--- Start SUPPLIED INFORMATION ---

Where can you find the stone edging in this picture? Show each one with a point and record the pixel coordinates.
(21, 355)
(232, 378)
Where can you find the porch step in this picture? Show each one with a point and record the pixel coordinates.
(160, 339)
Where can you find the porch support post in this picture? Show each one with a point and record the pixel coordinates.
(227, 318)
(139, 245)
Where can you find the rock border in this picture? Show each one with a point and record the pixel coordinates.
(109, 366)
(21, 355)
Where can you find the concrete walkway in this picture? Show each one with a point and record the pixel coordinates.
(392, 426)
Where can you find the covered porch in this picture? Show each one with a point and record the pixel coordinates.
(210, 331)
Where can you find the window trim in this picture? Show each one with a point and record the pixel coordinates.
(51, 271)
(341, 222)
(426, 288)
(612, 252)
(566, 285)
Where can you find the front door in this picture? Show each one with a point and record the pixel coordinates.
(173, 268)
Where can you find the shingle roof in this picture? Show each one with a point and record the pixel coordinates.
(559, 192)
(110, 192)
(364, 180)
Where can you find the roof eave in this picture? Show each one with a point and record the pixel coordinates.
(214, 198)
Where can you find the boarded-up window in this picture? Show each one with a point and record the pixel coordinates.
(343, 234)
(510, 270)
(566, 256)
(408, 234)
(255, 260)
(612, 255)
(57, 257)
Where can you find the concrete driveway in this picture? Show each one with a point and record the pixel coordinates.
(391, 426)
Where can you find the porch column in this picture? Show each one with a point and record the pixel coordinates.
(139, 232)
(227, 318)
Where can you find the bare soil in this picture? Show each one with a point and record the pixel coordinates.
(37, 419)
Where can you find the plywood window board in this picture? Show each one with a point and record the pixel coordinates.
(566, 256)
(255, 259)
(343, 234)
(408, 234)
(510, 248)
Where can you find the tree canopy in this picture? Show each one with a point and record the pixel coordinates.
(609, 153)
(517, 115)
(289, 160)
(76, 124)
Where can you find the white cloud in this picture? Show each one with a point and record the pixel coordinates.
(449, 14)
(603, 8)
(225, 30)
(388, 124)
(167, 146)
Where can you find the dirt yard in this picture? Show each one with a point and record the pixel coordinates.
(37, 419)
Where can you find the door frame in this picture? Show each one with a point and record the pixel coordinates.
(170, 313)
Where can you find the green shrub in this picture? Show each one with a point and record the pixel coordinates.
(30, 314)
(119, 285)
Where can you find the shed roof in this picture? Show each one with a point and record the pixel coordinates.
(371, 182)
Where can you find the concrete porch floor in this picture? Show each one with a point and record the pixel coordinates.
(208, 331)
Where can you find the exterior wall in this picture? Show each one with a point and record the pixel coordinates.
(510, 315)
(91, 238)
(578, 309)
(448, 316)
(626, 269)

--- End SUPPLIED INFORMATION ---

Every entry should be printed again exactly as written.

COMPLETE OUTPUT —
Where can you find the stone edging in this picture? Show each one with a point and record the pixel coordinates.
(21, 355)
(232, 378)
Where can you find the porch step in this picture? Show each one with a point and record the pixel coordinates.
(160, 339)
Where can you find the porch support post in this picture? Show each one with a point and record the pixel coordinates.
(227, 318)
(139, 245)
Where can you find the rock border in this picture? Show each one with a point and record the pixel coordinates.
(109, 366)
(21, 355)
Where can you find the concrete walkway in this picture? Show each one with a point and record the pixel coordinates.
(392, 426)
Where can you find the covered porch in this picture? Show each one with a point and record the pixel coordinates.
(210, 331)
Where can you find the window trim in this picture? Show each one with a point and record the pixel coordinates.
(51, 271)
(341, 222)
(426, 288)
(612, 252)
(566, 285)
Where can you find the front door in this picture? Show each one with a point and record the pixel coordinates.
(173, 268)
Where can you find the shingle roof in this picture? Show each one with a point and record the pixel coordinates.
(559, 192)
(110, 192)
(364, 180)
Where can you find the roof eave in this picture? Show each one with a point and record the pixel coordinates.
(214, 198)
Where can you find the boarded-up window in this picture? Show each one with a point and record the pixel coordinates.
(343, 234)
(510, 270)
(566, 256)
(408, 234)
(255, 260)
(612, 255)
(57, 257)
Where can you find the concrete driveway in this picture? Show each one with a point and record the pixel coordinates.
(391, 426)
Where can you find the porch column in this picture? Show each one with a point and record the pixel coordinates.
(139, 232)
(227, 318)
Where can you find the bare soil in this picture? Show each one with a point and record the pixel coordinates.
(37, 419)
Where can you find the plywood window board in this picture? Show each one with a point and record the pixel coordinates.
(566, 256)
(255, 259)
(343, 234)
(408, 234)
(510, 248)
Where can you find the tree canopy in this picture? Show each one with a point and record the pixel coordinates.
(609, 153)
(517, 115)
(289, 160)
(76, 124)
Where can you find the white cloud in this picture? Show each one with a point and record the pixel coordinates.
(449, 14)
(603, 8)
(225, 30)
(388, 124)
(167, 146)
Where can you find the dirt yard in this picture? Show each one with a point and record the pixel coordinates.
(37, 419)
Where can you find the door frame in this picture? Show each one with a point and record the pixel coordinates.
(170, 313)
Where can you find the green shrub in this picture? Show each one with a point and record the pixel coordinates.
(30, 314)
(119, 285)
Where can you find the shed roof in this picture? Show each one with a point and record the pixel coordinates.
(371, 182)
Where can you find the concrete porch floor in this picture? Show each one with a point and record the pixel coordinates.
(208, 331)
Where can you find the exterior wall in this picture? Show each one with a point and record the pixel coordinates.
(510, 315)
(91, 238)
(578, 309)
(448, 316)
(626, 269)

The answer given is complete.